:: EXTRACTED INFORMATION ::

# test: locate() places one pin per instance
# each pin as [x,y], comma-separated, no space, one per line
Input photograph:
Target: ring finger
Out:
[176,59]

:::

> TASK OBJECTIVE
Turn the rows above into a numbered list, leaving out any blank lines.

> WRITTEN SOLUTION
1. # test: locate() places one pin per instance
2. # each pin as [x,y], comma-separated, no space, one per line
3. Input photograph:
4. Target: ring finger
5. Out:
6. [176,59]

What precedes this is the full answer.